**DO THIS**. In this exercise, reproduce all the entries that follow exactly.

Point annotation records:
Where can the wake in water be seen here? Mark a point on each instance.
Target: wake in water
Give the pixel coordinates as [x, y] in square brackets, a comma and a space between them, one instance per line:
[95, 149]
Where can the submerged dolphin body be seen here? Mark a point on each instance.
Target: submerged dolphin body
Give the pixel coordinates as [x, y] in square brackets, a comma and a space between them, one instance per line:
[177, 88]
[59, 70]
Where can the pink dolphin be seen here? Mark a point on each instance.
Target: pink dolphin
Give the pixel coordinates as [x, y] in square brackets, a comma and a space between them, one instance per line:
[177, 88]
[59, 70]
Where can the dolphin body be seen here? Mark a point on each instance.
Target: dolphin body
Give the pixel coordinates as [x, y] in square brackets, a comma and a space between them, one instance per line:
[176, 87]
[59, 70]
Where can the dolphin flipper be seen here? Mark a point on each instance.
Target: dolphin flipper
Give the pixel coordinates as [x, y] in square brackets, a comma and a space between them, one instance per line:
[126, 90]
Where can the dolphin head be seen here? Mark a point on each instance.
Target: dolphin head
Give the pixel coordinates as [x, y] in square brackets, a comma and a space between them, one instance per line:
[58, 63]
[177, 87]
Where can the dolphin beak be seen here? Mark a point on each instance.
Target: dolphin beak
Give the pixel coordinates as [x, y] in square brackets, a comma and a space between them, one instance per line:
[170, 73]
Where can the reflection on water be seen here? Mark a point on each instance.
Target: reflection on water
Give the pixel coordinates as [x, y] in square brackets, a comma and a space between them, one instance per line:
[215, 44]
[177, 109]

**FINISHED ANSWER**.
Where can the wake in water be seen here? Mark a point on each instance.
Target: wake in water
Give the pixel coordinates as [x, y] in square brackets, a comma and a space between them, one instance per line:
[95, 149]
Where can the submerged dolphin body be seen here? Mark a point on each instance.
Target: submerged dolphin body
Give the pixel coordinates as [x, y] in square brackets, a comma and a space between them, one instance per line:
[177, 88]
[59, 70]
Where can the pink dolphin be seen here? Mark a point on each instance.
Target: pink dolphin
Give the pixel coordinates as [x, y] in square brackets, a comma and a space between them, one instance per line:
[177, 88]
[59, 70]
Where can the dolphin body be seen here? Mark a point on each instance.
Target: dolphin body
Give the pixel coordinates as [x, y] in square brackets, a comma and a space between them, one instance per line:
[176, 87]
[59, 70]
Where can the dolphin flipper be seen here? Mark a point on each instance.
Target: dolphin flipper
Give the pixel coordinates as [x, y] in square brackets, a comma and a space between them, one instance per line:
[126, 90]
Where can the dolphin head be seen here? Mark a point on each instance.
Target: dolphin head
Give the pixel coordinates as [x, y] in square brackets, a comma and a space between them, one instance per line:
[58, 63]
[177, 87]
Where can the dolphin beak be seen here? Mark a point on each instance.
Target: dolphin beak
Give the pixel coordinates as [x, y] in square brackets, a comma and a space between them, one instance per line:
[170, 73]
Where can the reflection on water be seen here? Mark a point on each instance.
Target: reflection on water
Give the pixel coordinates as [x, y] in square brackets, a comma and a space between them, one instance per line:
[215, 44]
[177, 109]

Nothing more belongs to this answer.